:: TASK INSTRUCTIONS ::
Copy the data from the line containing "target: glass of water | mode: bbox" through the line containing "[330,318,347,334]", changing every "cane" to "stick" and leaving all else the same.

:: DATA SUPPLIED ::
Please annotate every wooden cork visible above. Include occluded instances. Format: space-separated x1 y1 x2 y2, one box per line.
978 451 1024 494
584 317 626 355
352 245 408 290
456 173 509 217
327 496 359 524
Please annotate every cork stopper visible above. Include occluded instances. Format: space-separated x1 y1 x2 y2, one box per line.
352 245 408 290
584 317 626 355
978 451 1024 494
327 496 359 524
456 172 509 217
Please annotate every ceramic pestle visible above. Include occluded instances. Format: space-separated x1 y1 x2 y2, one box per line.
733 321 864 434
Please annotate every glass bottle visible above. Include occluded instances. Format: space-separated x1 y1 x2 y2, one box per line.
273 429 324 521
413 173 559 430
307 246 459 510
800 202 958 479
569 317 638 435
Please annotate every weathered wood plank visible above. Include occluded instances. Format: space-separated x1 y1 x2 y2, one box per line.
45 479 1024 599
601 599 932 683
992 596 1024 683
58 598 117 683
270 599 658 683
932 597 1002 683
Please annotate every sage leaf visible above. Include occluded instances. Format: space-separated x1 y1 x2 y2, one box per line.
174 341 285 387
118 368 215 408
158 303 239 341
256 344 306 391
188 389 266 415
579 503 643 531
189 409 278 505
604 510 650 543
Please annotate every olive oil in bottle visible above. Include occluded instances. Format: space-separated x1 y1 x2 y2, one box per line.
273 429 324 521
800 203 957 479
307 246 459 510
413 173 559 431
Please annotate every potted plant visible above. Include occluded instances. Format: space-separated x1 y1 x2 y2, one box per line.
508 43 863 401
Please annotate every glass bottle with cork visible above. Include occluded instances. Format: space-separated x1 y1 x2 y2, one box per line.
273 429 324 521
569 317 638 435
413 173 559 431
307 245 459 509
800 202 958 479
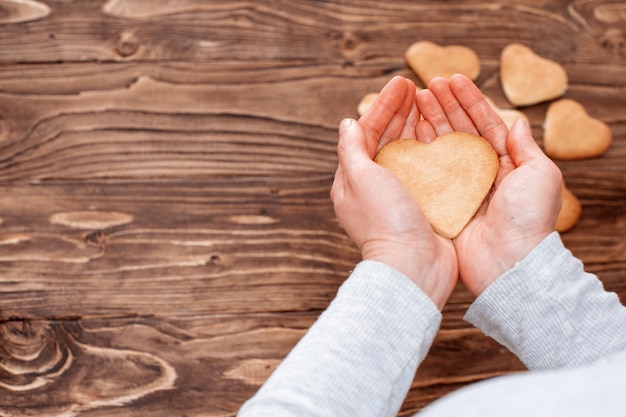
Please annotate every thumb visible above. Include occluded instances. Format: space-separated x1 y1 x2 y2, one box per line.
337 118 371 169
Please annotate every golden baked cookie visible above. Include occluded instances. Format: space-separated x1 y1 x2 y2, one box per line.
500 43 568 106
404 41 480 85
543 98 613 160
554 181 582 233
374 132 499 239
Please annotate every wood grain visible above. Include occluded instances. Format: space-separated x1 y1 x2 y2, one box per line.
0 0 626 417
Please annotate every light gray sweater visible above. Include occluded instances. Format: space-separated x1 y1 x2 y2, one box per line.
238 233 626 417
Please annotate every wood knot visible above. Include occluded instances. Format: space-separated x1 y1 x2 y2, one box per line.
600 28 626 55
0 320 72 392
115 32 140 58
49 210 133 230
341 32 359 51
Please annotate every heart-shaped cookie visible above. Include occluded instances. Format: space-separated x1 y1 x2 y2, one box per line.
500 43 568 106
374 132 499 239
404 41 480 85
543 98 613 160
554 181 582 233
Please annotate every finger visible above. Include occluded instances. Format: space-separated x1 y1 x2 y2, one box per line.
415 120 437 143
450 74 508 156
428 77 478 134
416 88 454 136
337 118 372 176
507 119 548 167
359 76 419 158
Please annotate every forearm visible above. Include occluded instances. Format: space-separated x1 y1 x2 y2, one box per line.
239 261 441 417
466 233 626 369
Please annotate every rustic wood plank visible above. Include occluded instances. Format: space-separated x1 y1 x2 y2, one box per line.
0 0 623 63
0 313 524 416
0 0 626 417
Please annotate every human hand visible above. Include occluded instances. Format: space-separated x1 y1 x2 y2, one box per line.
331 77 458 309
416 75 562 296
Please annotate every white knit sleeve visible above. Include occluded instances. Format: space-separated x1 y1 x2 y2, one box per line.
465 232 626 369
238 261 441 417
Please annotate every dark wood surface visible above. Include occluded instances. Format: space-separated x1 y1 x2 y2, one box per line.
0 0 626 417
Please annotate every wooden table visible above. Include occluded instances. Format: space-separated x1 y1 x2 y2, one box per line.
0 0 626 417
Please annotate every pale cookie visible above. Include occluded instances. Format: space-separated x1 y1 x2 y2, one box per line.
500 43 568 106
543 98 612 160
374 132 499 239
485 96 528 129
554 181 582 233
404 41 480 85
356 93 378 116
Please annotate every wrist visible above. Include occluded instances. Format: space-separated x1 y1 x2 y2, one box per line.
362 241 458 311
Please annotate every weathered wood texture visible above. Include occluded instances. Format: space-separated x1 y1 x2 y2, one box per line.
0 0 626 416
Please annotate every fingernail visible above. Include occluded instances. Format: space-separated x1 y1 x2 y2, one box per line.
339 117 354 134
512 117 530 132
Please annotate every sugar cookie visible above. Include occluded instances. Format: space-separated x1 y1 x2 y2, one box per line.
375 132 499 238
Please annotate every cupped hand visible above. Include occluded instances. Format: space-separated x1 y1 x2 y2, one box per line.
331 77 458 309
416 75 562 296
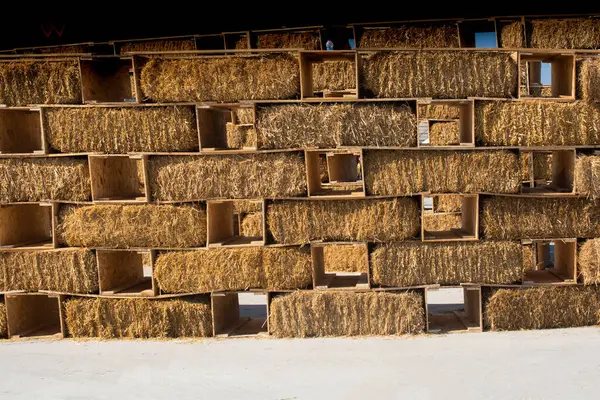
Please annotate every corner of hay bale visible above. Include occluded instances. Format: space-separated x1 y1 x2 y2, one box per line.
577 239 600 285
371 241 523 287
429 121 460 146
267 197 420 244
323 244 369 273
500 21 525 49
58 205 206 248
0 301 8 338
577 57 600 101
0 58 82 106
140 53 300 102
574 155 600 199
269 291 425 337
240 212 263 236
484 286 600 331
0 249 99 294
65 297 212 339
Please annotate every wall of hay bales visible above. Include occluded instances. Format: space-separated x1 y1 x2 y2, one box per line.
257 102 417 149
148 152 306 201
484 286 600 331
371 241 523 287
267 197 420 244
154 247 312 293
65 297 212 339
140 53 300 102
0 249 99 294
529 18 600 49
269 291 426 337
43 106 199 154
0 157 92 202
480 196 600 240
55 205 206 249
362 51 517 99
0 58 82 106
364 150 520 196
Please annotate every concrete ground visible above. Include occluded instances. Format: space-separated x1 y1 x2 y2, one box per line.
0 291 600 400
0 328 600 400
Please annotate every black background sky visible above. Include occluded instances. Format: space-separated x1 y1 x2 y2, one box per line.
0 4 600 49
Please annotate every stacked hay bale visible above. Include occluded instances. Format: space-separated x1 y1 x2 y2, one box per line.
0 15 600 338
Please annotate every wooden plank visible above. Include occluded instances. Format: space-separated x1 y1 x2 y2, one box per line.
0 204 53 246
210 293 239 336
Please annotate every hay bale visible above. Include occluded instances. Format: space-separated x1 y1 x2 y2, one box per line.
500 21 526 49
371 242 523 287
340 104 417 147
257 103 417 149
240 213 263 236
364 150 521 196
312 60 356 92
141 54 300 102
574 155 600 199
577 239 600 285
433 195 462 212
0 157 92 202
154 247 312 293
359 24 460 49
480 197 600 239
533 152 552 181
148 152 306 201
0 58 82 106
65 297 212 339
484 286 600 331
233 108 254 124
225 122 257 149
0 249 99 293
475 101 600 146
429 121 460 146
323 244 369 273
256 31 321 50
57 205 206 248
422 213 462 232
44 106 198 154
419 104 460 119
119 39 196 54
31 44 90 54
362 51 517 99
269 291 425 337
530 18 600 49
267 198 420 244
0 301 8 338
577 58 600 101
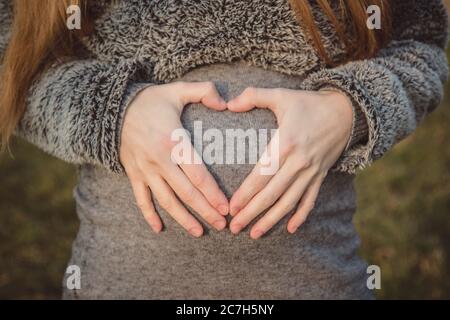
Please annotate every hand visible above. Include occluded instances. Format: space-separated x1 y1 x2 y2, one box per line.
120 82 228 237
228 88 353 239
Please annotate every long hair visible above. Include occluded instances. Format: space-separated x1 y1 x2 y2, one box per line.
0 0 390 149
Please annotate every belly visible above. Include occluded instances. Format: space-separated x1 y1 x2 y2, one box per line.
68 63 364 298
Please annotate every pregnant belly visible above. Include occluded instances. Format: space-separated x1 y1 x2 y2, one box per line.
75 62 354 240
72 63 363 298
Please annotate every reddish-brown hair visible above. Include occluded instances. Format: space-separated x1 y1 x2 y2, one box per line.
0 0 390 148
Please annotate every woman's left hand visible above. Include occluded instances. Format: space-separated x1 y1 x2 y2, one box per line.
228 88 353 239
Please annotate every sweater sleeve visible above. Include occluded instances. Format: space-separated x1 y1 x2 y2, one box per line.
0 0 149 173
304 0 448 173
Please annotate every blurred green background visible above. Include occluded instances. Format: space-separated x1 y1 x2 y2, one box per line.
0 44 450 299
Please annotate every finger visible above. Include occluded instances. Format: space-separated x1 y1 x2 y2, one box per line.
148 176 203 238
250 172 312 239
230 131 287 216
163 164 226 231
227 87 280 112
230 166 298 234
287 176 323 233
130 180 163 233
179 146 229 216
180 82 227 111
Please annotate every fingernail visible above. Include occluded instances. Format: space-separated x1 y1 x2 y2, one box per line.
219 204 228 216
252 229 264 240
230 224 242 234
151 224 161 233
213 220 226 231
230 207 241 216
189 228 203 238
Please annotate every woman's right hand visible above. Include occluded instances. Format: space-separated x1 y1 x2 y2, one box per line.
120 82 228 237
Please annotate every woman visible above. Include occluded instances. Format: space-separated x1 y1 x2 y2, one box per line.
0 0 447 299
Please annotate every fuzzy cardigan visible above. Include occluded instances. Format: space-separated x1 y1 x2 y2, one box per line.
0 0 448 298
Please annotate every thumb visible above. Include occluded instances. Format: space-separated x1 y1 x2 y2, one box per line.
227 87 277 112
180 82 227 111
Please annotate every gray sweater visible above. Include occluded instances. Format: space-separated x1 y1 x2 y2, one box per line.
0 0 447 299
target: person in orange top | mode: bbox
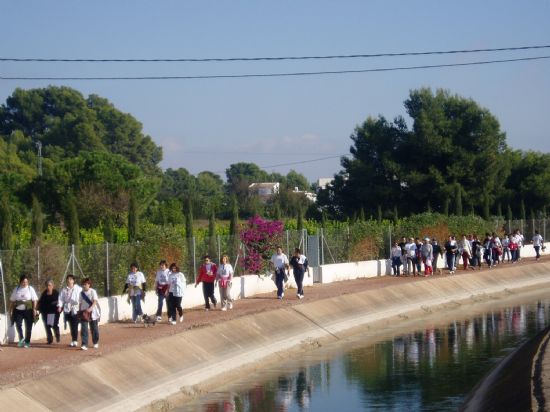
[195,255,218,311]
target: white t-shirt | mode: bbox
[126,271,145,296]
[216,263,233,279]
[10,285,38,310]
[271,253,288,269]
[155,269,170,286]
[168,272,187,298]
[78,288,101,320]
[533,235,543,246]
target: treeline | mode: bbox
[318,89,550,220]
[0,87,310,250]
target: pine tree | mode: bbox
[0,193,13,250]
[128,192,138,243]
[67,195,80,246]
[31,196,44,246]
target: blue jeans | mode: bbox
[130,294,143,322]
[275,269,285,298]
[80,320,99,346]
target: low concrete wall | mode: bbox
[0,275,313,343]
[0,262,550,411]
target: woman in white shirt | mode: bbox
[57,275,82,347]
[167,263,186,325]
[124,263,145,323]
[216,255,233,310]
[78,278,101,350]
[10,275,38,348]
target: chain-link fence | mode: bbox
[0,219,550,312]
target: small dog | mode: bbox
[141,314,157,328]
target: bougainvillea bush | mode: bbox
[241,216,283,274]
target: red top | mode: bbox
[196,263,218,285]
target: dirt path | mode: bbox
[0,257,550,388]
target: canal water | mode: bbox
[177,294,550,412]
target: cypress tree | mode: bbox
[506,203,514,222]
[185,197,193,239]
[519,198,527,220]
[0,193,13,250]
[455,183,462,216]
[443,196,451,216]
[67,195,80,246]
[208,211,218,257]
[31,196,44,246]
[128,192,138,243]
[103,215,115,243]
[483,193,491,220]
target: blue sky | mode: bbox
[0,0,550,181]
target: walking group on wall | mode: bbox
[391,230,544,276]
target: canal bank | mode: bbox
[0,262,550,410]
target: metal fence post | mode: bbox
[105,242,111,297]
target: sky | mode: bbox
[0,0,550,182]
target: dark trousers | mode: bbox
[391,256,401,276]
[275,269,285,298]
[157,290,168,316]
[14,309,34,344]
[64,312,78,342]
[80,320,99,346]
[202,282,218,309]
[294,270,305,296]
[42,313,61,343]
[166,293,183,321]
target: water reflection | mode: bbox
[185,301,549,412]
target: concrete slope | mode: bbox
[0,263,550,411]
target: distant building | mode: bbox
[293,187,317,203]
[248,182,280,202]
[317,177,334,190]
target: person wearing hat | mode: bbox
[420,237,434,276]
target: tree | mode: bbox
[31,196,44,246]
[0,193,13,250]
[128,192,139,243]
[66,195,80,246]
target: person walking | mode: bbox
[391,242,403,276]
[37,279,61,345]
[10,275,38,348]
[216,255,233,311]
[78,278,101,350]
[289,248,309,299]
[155,260,170,321]
[123,263,146,323]
[269,246,289,299]
[532,230,544,260]
[57,275,82,347]
[195,255,218,312]
[166,263,187,325]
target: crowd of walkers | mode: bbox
[391,230,544,276]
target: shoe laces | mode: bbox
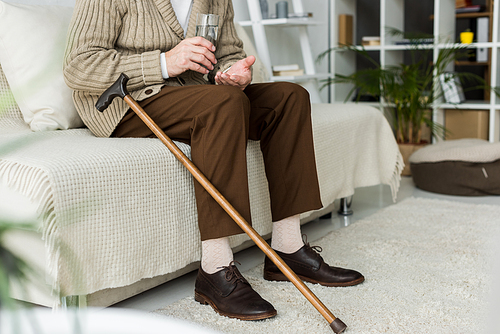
[302,234,323,259]
[217,261,248,283]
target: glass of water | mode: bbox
[196,13,219,45]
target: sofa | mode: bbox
[0,1,403,307]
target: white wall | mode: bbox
[233,0,329,102]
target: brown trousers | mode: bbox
[113,82,322,240]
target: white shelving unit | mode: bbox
[330,0,500,142]
[239,0,330,103]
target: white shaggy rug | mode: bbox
[155,198,500,334]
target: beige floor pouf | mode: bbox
[409,139,500,196]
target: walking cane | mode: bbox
[96,73,347,334]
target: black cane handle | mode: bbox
[95,73,128,112]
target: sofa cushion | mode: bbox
[0,1,83,131]
[410,139,500,196]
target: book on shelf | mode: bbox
[476,17,490,62]
[273,69,304,77]
[455,0,472,8]
[269,13,313,19]
[361,36,380,46]
[439,73,465,104]
[339,14,353,45]
[394,38,434,45]
[455,5,485,14]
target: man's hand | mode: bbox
[215,56,255,90]
[165,37,217,77]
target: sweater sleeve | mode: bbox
[64,0,164,94]
[209,0,246,80]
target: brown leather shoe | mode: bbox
[264,243,365,286]
[194,263,277,320]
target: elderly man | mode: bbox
[64,0,364,320]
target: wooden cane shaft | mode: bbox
[124,95,336,324]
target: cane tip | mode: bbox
[330,318,347,334]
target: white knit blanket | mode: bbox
[0,104,403,295]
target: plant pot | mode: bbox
[398,143,427,176]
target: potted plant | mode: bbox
[319,28,485,175]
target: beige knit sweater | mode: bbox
[64,0,245,137]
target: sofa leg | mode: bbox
[61,295,87,310]
[319,212,332,219]
[337,196,353,216]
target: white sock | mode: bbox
[201,237,233,274]
[271,215,304,254]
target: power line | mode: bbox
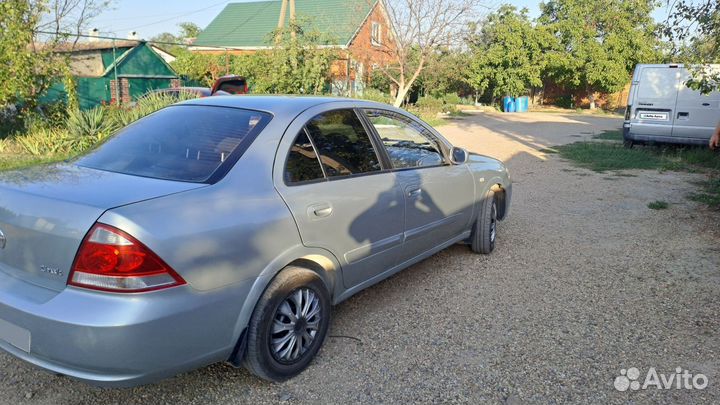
[35,31,231,50]
[118,0,230,31]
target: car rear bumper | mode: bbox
[623,123,710,146]
[0,273,252,387]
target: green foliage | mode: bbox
[662,0,720,94]
[0,90,187,166]
[415,48,472,98]
[467,5,553,98]
[0,0,63,109]
[368,69,394,94]
[254,22,336,94]
[172,22,337,94]
[361,88,394,104]
[442,93,463,106]
[539,0,660,100]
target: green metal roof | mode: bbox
[193,0,377,48]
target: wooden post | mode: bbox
[290,0,295,39]
[278,0,288,29]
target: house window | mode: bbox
[370,22,382,46]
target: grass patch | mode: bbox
[557,142,662,172]
[689,178,720,209]
[0,154,68,172]
[593,131,622,141]
[556,142,720,173]
[648,200,670,210]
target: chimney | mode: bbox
[88,28,100,42]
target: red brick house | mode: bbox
[190,0,395,95]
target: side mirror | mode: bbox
[450,146,468,165]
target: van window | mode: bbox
[638,68,678,99]
[678,69,720,105]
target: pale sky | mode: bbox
[91,0,666,39]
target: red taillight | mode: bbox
[68,224,185,292]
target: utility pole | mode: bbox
[276,0,295,40]
[278,0,288,30]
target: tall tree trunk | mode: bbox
[393,85,410,107]
[588,90,595,110]
[393,55,425,107]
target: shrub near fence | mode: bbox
[0,94,195,170]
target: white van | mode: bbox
[623,64,720,147]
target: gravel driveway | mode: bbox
[0,113,720,405]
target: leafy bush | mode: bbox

:: THE OUTPUT ::
target: glass of water | mode: bbox
[196,13,219,45]
target: sofa | mode: bbox
[0,1,403,307]
target: white wall | mode: bbox
[233,0,329,102]
target: brown trousers | mode: bbox
[113,82,322,240]
target: white shelving unit | mode: bbox
[330,0,500,142]
[239,0,330,103]
target: white shaggy rug | mode: bbox
[155,198,500,334]
target: beige floor pouf | mode: bbox
[409,139,500,196]
target: walking stick | mode: bbox
[96,73,347,334]
target: black stick handle | mode: bbox
[95,73,128,112]
target: sofa cushion | mode: bbox
[0,1,83,131]
[410,139,500,196]
target: book on shelf | mode: bbox
[476,17,490,62]
[273,69,304,77]
[455,0,472,8]
[269,13,313,19]
[361,36,380,46]
[439,73,465,104]
[339,14,353,45]
[394,38,434,45]
[455,5,485,14]
target: man's hand | mode: bbox
[215,56,255,90]
[165,37,217,77]
target: sweater sleeve | mode: bbox
[64,0,164,94]
[209,0,246,80]
target: brown leather shoe | mode: bbox
[264,243,365,286]
[194,263,277,320]
target: elderly man | mode: bbox
[64,0,364,320]
target: wooden stick shaft | mode: bbox
[124,95,336,324]
target: stick tip | mode: bbox
[330,318,347,334]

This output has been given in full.